Strong Transition Model

The Strong Transition Model builds on these ideas a bit further, by splitting each party into two, a ‘strong’ party, with core supporters and a ‘weak’ party with more liquid membership. The ‘weak’ portion of the party is assumed to defect before any member of the ‘strong’ part does.

Once the weak and strong portions of each party are worked nationally, a Transition Model as before is applied to each part.

To start, we’ll define an additional function to calculate the national strong and weak shares of the party. Since EC use a 20% threshold, I’ve set this as the default. Likewise, this takes a previous election result dataframe.

calculate_strong <- function(dataframe, threshold=20){

  #Calculates party shares of 'strong' voters nationally using a weak voter threshold.

▸ **Dataset rows**:

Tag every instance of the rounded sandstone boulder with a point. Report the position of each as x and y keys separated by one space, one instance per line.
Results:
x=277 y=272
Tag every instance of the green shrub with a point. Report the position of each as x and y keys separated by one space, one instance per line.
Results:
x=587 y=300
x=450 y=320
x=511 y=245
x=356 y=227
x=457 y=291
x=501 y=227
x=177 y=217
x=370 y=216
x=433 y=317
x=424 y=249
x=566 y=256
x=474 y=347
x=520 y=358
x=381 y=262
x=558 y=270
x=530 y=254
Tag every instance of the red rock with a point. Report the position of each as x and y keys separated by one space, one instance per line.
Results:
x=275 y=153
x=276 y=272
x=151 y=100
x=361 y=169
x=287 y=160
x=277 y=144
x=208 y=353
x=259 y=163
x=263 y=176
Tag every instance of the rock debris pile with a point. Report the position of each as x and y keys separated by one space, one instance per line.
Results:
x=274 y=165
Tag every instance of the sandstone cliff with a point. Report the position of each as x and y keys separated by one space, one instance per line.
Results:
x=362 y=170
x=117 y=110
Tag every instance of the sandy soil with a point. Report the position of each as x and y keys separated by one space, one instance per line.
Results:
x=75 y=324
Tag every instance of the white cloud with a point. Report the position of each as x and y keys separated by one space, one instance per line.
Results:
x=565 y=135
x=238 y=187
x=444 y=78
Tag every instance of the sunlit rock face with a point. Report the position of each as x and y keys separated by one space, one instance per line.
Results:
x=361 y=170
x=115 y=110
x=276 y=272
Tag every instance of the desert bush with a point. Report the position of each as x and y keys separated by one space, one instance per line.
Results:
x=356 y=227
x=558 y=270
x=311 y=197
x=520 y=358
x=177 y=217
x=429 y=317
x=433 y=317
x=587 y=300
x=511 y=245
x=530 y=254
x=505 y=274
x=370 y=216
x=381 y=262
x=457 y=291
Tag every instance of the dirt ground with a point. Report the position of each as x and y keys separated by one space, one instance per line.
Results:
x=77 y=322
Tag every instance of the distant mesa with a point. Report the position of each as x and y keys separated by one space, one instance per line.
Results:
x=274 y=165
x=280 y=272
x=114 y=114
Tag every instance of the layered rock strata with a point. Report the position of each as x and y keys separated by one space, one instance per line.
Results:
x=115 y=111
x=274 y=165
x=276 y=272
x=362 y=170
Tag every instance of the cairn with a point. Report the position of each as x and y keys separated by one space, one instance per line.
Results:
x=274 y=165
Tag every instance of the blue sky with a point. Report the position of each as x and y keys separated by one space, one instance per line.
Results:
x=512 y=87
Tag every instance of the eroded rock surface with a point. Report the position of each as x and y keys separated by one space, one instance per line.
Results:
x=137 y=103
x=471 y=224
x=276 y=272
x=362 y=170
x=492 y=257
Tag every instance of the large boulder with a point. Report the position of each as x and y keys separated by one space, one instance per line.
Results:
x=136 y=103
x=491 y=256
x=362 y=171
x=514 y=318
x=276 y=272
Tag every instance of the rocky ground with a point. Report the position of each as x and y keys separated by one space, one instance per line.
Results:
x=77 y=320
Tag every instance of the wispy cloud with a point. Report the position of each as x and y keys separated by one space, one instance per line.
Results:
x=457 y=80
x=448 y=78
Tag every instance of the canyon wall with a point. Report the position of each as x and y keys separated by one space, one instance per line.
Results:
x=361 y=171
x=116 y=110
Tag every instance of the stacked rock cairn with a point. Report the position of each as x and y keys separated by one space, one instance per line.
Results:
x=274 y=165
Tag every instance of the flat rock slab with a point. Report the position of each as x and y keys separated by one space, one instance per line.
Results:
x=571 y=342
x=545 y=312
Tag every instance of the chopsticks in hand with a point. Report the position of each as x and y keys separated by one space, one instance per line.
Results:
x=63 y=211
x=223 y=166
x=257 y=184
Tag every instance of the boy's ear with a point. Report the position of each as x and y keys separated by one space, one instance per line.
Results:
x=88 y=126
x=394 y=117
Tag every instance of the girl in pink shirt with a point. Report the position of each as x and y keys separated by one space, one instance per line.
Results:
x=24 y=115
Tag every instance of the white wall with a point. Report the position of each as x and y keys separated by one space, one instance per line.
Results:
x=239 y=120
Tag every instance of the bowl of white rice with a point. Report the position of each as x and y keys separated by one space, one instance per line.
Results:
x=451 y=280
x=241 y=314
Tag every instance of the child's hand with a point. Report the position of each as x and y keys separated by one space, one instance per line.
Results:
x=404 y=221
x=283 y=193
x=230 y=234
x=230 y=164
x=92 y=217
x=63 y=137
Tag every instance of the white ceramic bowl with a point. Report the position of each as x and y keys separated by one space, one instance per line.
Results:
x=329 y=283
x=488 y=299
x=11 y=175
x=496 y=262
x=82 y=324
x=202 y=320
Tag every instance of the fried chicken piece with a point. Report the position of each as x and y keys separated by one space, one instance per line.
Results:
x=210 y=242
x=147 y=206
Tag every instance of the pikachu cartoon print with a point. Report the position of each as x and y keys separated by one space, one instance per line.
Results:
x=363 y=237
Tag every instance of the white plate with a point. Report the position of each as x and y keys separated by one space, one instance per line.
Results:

▸ **To-do list**:
• a. In the Strong Transition Model excerpt, what default threshold is set for the function that calculates national strong and weak party shares, and why?
• b. Summarize the Strong Transition Model excerpt in two sentences.
• c. Quote the Strong Transition Model excerpt from "To start, we’ll" up to and including "weak voter threshold.".

▸ **Set of answers**:
• a. The default is 20%, because EC use a 20% threshold.

• b. The Strong Transition Model splits each party into a "strong" part of core supporters and a "weak" part with more liquid membership, and it assumes that the weak part defects before any member of the strong part. Once the national weak and strong portions have been worked out, using a function with a default 20% threshold that takes a previous election result dataframe, a Transition Model is applied to each part.

• c.
To start, we’ll define an additional function to calculate the national strong and weak shares of the party. Since EC use a 20% threshold, I’ve set this as the default. Likewise, this takes a previous election result dataframe.

calculate_strong <- function(dataframe, threshold=20){

  #Calculates party shares of 'strong' voters nationally using a weak voter threshold.